* What to produce
Every entry is to be set down a second time, precisely as written.

* Provided records

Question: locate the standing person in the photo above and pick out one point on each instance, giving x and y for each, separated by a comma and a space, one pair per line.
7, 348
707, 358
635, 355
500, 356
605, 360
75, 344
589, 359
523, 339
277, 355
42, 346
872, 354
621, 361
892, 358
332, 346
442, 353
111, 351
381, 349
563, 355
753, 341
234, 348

* Result below
Question: locate the standing person in the photo above and pick out one point on each instance, giving x and y for each, separated by a comma and a space, one pair per line.
7, 348
707, 358
635, 355
500, 356
605, 360
75, 344
589, 359
523, 339
277, 355
42, 346
872, 354
621, 361
892, 358
332, 346
442, 353
111, 351
381, 349
563, 355
753, 341
234, 348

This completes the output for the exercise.